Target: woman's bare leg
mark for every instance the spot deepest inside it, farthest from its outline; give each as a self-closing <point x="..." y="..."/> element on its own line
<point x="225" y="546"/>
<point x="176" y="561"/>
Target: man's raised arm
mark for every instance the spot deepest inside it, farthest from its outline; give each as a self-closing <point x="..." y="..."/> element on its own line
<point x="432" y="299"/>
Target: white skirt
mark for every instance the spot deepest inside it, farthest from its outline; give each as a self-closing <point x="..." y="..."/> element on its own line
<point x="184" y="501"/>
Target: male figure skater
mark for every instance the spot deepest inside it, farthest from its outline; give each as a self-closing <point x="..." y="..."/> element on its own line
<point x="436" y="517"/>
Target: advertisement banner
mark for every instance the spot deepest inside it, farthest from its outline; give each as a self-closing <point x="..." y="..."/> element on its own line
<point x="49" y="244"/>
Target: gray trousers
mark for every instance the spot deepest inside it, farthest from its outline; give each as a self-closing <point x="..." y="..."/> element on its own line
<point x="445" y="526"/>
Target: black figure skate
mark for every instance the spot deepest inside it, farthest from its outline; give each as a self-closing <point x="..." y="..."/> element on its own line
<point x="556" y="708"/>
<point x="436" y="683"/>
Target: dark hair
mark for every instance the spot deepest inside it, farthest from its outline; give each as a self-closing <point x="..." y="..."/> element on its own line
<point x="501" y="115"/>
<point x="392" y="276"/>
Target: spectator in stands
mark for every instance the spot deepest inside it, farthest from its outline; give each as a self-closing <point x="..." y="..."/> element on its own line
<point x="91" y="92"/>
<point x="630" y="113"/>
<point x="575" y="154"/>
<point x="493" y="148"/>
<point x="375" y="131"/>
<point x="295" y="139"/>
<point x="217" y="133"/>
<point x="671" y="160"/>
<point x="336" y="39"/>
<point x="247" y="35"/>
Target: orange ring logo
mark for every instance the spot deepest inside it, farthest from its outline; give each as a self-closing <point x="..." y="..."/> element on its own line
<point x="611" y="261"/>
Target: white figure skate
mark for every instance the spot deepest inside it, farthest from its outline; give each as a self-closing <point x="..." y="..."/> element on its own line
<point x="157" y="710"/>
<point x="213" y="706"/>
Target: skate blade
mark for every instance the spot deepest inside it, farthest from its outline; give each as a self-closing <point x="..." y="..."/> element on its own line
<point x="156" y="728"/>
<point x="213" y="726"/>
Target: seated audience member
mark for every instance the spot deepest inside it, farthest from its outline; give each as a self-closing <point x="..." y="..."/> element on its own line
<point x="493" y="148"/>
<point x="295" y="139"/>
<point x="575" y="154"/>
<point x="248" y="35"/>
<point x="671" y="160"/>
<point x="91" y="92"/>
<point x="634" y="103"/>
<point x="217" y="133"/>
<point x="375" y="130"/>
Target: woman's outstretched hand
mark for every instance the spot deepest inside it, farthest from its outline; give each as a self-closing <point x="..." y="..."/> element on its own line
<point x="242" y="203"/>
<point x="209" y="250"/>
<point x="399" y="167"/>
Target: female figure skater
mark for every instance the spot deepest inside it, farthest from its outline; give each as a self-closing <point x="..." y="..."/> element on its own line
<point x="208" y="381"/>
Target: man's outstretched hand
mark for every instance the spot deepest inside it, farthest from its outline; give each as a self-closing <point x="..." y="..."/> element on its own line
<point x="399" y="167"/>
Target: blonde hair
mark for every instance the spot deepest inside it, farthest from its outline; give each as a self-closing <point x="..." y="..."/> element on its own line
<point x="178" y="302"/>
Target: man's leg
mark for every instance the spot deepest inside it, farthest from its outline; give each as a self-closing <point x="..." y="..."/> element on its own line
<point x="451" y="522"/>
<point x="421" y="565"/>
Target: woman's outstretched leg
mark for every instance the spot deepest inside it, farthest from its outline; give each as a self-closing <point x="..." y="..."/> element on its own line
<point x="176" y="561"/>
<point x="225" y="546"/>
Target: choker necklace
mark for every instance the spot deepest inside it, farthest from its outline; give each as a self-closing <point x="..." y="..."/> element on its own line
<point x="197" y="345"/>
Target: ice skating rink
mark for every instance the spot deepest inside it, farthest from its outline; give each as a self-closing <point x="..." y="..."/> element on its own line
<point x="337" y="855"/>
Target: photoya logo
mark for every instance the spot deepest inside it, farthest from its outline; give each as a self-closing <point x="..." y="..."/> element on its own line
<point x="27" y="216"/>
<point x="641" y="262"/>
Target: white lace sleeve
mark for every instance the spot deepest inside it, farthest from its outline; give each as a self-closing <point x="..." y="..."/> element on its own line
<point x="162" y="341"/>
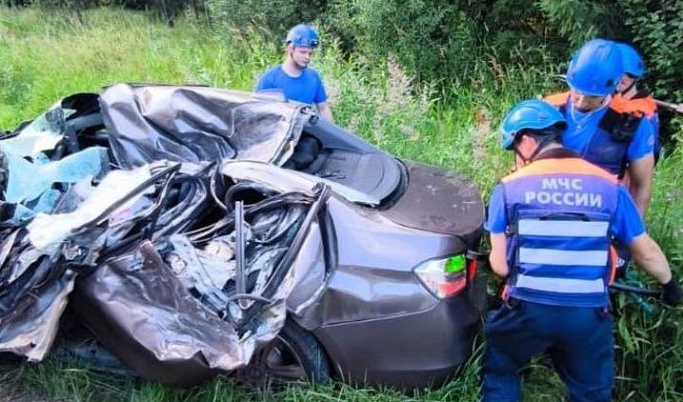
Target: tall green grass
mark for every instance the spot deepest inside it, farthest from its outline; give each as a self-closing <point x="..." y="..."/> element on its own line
<point x="46" y="55"/>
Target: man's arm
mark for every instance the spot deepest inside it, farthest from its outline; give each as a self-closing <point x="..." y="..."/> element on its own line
<point x="498" y="258"/>
<point x="640" y="173"/>
<point x="325" y="111"/>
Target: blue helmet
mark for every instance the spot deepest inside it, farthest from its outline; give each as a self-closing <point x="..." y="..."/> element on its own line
<point x="303" y="35"/>
<point x="633" y="62"/>
<point x="536" y="115"/>
<point x="596" y="68"/>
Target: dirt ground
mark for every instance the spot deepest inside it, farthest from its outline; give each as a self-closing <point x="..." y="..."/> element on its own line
<point x="11" y="390"/>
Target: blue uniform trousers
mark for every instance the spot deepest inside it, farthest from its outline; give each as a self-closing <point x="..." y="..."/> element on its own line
<point x="578" y="339"/>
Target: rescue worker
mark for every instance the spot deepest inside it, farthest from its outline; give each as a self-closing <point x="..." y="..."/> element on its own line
<point x="550" y="224"/>
<point x="607" y="130"/>
<point x="634" y="69"/>
<point x="294" y="77"/>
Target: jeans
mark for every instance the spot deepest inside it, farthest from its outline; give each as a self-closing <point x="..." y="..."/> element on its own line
<point x="578" y="339"/>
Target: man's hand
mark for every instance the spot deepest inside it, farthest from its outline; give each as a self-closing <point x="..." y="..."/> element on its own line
<point x="325" y="111"/>
<point x="672" y="292"/>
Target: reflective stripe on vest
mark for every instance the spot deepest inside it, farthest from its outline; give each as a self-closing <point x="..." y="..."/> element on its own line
<point x="608" y="144"/>
<point x="560" y="245"/>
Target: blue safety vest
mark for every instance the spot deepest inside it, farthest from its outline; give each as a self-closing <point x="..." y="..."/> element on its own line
<point x="559" y="212"/>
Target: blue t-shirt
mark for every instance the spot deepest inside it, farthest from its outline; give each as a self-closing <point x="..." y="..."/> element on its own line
<point x="307" y="88"/>
<point x="582" y="125"/>
<point x="627" y="224"/>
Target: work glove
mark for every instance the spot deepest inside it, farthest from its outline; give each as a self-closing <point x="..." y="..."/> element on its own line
<point x="672" y="292"/>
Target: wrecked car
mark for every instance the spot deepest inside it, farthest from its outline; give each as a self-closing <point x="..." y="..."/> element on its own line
<point x="195" y="231"/>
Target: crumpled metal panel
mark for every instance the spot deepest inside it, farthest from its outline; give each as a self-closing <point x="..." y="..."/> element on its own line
<point x="193" y="124"/>
<point x="31" y="330"/>
<point x="159" y="312"/>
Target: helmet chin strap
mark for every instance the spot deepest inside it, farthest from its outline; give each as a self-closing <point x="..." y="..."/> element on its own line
<point x="628" y="88"/>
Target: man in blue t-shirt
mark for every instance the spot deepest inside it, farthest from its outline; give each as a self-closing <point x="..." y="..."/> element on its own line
<point x="297" y="81"/>
<point x="606" y="130"/>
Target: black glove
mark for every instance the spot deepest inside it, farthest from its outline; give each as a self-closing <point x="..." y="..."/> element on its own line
<point x="672" y="292"/>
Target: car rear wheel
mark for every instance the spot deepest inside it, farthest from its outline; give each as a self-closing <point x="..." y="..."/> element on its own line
<point x="294" y="357"/>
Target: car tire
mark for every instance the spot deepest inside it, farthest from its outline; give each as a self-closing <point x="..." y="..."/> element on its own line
<point x="293" y="357"/>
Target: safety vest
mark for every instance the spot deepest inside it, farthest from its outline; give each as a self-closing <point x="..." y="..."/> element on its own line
<point x="608" y="145"/>
<point x="645" y="104"/>
<point x="559" y="212"/>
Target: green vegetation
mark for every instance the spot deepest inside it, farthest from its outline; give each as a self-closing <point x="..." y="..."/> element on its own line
<point x="45" y="55"/>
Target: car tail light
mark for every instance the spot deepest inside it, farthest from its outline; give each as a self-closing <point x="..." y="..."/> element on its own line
<point x="444" y="277"/>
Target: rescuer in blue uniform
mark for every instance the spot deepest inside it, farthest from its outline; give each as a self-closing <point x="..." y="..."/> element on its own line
<point x="551" y="225"/>
<point x="294" y="77"/>
<point x="604" y="129"/>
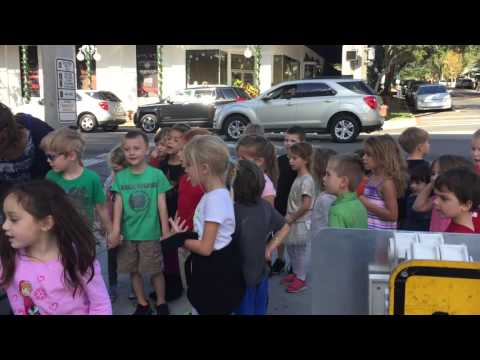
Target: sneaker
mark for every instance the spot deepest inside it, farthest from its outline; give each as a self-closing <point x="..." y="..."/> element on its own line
<point x="278" y="267"/>
<point x="113" y="293"/>
<point x="163" y="309"/>
<point x="143" y="310"/>
<point x="287" y="280"/>
<point x="297" y="286"/>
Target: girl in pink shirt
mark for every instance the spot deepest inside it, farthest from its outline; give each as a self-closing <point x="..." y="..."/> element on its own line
<point x="262" y="152"/>
<point x="47" y="255"/>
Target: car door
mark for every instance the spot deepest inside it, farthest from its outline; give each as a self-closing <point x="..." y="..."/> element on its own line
<point x="314" y="103"/>
<point x="277" y="110"/>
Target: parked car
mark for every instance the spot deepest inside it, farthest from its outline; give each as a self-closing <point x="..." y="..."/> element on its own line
<point x="464" y="84"/>
<point x="431" y="97"/>
<point x="95" y="108"/>
<point x="192" y="106"/>
<point x="341" y="107"/>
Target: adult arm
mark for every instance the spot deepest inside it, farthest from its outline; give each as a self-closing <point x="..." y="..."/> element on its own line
<point x="390" y="212"/>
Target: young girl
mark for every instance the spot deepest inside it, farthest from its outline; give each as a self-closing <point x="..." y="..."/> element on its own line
<point x="476" y="151"/>
<point x="324" y="200"/>
<point x="214" y="272"/>
<point x="387" y="182"/>
<point x="256" y="219"/>
<point x="426" y="197"/>
<point x="47" y="255"/>
<point x="117" y="162"/>
<point x="262" y="152"/>
<point x="300" y="203"/>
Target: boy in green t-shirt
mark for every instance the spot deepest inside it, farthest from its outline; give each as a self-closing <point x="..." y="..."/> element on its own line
<point x="138" y="212"/>
<point x="64" y="148"/>
<point x="343" y="174"/>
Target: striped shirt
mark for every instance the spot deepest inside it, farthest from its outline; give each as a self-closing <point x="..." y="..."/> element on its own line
<point x="373" y="194"/>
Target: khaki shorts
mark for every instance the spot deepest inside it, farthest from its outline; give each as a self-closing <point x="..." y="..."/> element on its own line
<point x="144" y="257"/>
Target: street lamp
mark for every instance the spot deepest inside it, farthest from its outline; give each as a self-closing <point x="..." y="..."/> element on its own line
<point x="88" y="53"/>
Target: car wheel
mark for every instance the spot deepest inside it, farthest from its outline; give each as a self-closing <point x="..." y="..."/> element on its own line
<point x="344" y="128"/>
<point x="87" y="122"/>
<point x="149" y="123"/>
<point x="235" y="127"/>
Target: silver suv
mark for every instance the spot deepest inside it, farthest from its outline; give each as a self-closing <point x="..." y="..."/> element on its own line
<point x="341" y="107"/>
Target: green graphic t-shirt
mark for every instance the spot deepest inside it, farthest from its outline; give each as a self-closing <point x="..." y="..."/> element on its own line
<point x="86" y="191"/>
<point x="139" y="193"/>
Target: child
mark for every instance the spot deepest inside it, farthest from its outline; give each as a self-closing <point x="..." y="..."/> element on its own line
<point x="324" y="200"/>
<point x="299" y="217"/>
<point x="262" y="152"/>
<point x="159" y="153"/>
<point x="47" y="255"/>
<point x="139" y="209"/>
<point x="386" y="183"/>
<point x="256" y="219"/>
<point x="214" y="271"/>
<point x="424" y="200"/>
<point x="64" y="148"/>
<point x="173" y="170"/>
<point x="343" y="174"/>
<point x="458" y="195"/>
<point x="476" y="150"/>
<point x="415" y="142"/>
<point x="117" y="162"/>
<point x="419" y="179"/>
<point x="285" y="181"/>
<point x="188" y="198"/>
<point x="254" y="129"/>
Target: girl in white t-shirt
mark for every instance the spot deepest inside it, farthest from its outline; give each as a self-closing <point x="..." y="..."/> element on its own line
<point x="213" y="270"/>
<point x="262" y="152"/>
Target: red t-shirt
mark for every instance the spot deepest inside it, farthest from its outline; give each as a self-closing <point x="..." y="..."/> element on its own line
<point x="463" y="229"/>
<point x="188" y="198"/>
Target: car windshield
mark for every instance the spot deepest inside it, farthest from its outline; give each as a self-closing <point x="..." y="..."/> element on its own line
<point x="432" y="90"/>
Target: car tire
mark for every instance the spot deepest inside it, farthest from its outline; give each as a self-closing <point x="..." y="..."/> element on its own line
<point x="344" y="128"/>
<point x="235" y="127"/>
<point x="87" y="122"/>
<point x="149" y="123"/>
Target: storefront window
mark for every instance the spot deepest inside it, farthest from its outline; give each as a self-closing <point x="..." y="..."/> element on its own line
<point x="147" y="72"/>
<point x="83" y="82"/>
<point x="242" y="68"/>
<point x="206" y="67"/>
<point x="285" y="68"/>
<point x="32" y="59"/>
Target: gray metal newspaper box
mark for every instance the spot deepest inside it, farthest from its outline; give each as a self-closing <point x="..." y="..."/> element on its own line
<point x="349" y="269"/>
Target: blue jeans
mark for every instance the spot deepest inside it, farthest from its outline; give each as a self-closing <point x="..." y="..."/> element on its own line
<point x="255" y="300"/>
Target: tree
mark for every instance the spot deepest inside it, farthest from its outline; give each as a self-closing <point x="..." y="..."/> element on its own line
<point x="453" y="64"/>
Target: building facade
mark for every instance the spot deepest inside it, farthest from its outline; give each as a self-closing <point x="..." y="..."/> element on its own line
<point x="134" y="72"/>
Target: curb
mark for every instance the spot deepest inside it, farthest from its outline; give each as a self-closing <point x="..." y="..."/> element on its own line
<point x="399" y="123"/>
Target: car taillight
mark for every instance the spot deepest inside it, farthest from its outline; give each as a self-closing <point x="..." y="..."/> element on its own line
<point x="103" y="105"/>
<point x="371" y="101"/>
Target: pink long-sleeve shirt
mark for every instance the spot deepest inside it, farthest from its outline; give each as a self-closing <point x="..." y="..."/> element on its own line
<point x="38" y="289"/>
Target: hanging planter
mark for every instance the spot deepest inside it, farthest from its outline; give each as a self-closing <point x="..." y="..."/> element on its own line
<point x="26" y="72"/>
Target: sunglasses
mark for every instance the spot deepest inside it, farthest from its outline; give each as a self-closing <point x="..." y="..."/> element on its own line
<point x="52" y="157"/>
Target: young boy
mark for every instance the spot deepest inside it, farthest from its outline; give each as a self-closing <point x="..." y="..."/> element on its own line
<point x="419" y="179"/>
<point x="64" y="148"/>
<point x="344" y="173"/>
<point x="138" y="212"/>
<point x="173" y="169"/>
<point x="458" y="195"/>
<point x="285" y="181"/>
<point x="415" y="142"/>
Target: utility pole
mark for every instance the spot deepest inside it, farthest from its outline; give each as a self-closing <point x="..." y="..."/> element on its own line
<point x="59" y="85"/>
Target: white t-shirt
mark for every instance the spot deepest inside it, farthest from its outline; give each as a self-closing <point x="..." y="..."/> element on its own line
<point x="216" y="206"/>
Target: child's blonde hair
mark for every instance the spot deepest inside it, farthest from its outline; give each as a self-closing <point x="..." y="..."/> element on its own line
<point x="117" y="157"/>
<point x="209" y="150"/>
<point x="386" y="153"/>
<point x="63" y="141"/>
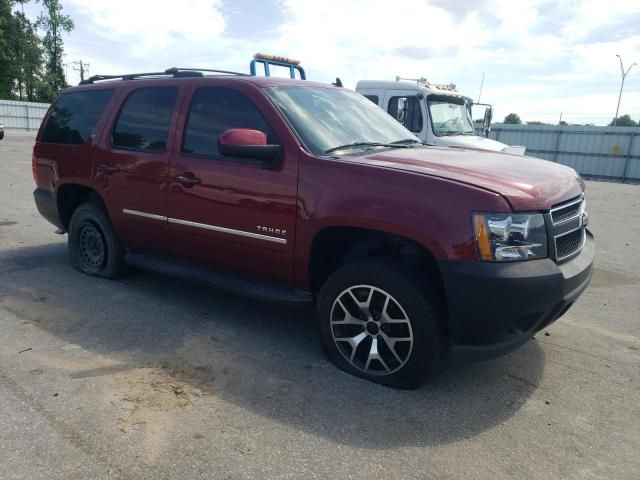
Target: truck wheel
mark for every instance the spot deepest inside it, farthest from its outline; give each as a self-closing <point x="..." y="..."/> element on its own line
<point x="93" y="247"/>
<point x="379" y="321"/>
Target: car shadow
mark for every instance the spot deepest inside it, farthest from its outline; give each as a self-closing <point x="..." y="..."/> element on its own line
<point x="260" y="356"/>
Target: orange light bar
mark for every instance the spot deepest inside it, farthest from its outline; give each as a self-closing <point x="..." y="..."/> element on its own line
<point x="277" y="58"/>
<point x="482" y="237"/>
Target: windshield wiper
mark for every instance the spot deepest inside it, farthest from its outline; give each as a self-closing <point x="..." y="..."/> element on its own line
<point x="366" y="144"/>
<point x="407" y="142"/>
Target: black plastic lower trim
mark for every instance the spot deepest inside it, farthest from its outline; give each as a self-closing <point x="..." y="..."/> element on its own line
<point x="496" y="307"/>
<point x="225" y="281"/>
<point x="47" y="206"/>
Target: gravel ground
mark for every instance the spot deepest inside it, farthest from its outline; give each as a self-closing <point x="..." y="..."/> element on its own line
<point x="152" y="377"/>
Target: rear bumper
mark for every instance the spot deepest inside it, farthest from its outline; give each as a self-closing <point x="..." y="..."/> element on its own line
<point x="495" y="308"/>
<point x="47" y="205"/>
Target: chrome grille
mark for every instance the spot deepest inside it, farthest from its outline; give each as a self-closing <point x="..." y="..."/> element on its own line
<point x="565" y="213"/>
<point x="569" y="243"/>
<point x="568" y="220"/>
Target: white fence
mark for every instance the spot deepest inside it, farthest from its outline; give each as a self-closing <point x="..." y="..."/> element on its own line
<point x="25" y="116"/>
<point x="598" y="152"/>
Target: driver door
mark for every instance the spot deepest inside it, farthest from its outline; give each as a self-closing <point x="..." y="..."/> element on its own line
<point x="229" y="213"/>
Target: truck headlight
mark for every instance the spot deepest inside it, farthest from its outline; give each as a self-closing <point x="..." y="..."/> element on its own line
<point x="505" y="237"/>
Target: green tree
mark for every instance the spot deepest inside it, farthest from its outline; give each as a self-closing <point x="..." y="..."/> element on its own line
<point x="54" y="23"/>
<point x="624" y="121"/>
<point x="513" y="119"/>
<point x="6" y="65"/>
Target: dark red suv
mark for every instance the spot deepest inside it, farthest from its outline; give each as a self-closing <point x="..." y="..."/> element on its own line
<point x="297" y="191"/>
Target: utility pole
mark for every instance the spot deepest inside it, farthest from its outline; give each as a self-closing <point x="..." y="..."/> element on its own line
<point x="82" y="68"/>
<point x="624" y="75"/>
<point x="481" y="84"/>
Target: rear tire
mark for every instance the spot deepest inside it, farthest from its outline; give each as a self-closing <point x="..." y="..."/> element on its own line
<point x="379" y="321"/>
<point x="94" y="248"/>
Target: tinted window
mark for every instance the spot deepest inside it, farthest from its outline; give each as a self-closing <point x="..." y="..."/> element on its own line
<point x="328" y="118"/>
<point x="407" y="111"/>
<point x="214" y="110"/>
<point x="373" y="98"/>
<point x="143" y="123"/>
<point x="74" y="116"/>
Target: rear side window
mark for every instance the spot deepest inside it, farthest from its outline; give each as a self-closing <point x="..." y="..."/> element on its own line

> [WRITTEN REQUEST]
Each line from the one containing "Target: rear tire" to the end of the listing above should be copied exactly, and nothing else.

> [TASK RESULT]
Target: rear tire
mark for every instance the spot deepest inside it, farthest from its outline; give each as a self-closing <point x="..." y="..."/> element on its own line
<point x="379" y="321"/>
<point x="94" y="248"/>
Target: tinted window
mark for every instance the spot deepest inside it, farthest from its outline; give each as a self-closing <point x="..." y="..."/> element on its own line
<point x="328" y="118"/>
<point x="407" y="111"/>
<point x="214" y="110"/>
<point x="373" y="98"/>
<point x="143" y="123"/>
<point x="74" y="116"/>
Target: rear side window
mark for every instance the spot deepest inside it, farthest from its outline; give each as a self-closing <point x="..." y="..."/> element on its own line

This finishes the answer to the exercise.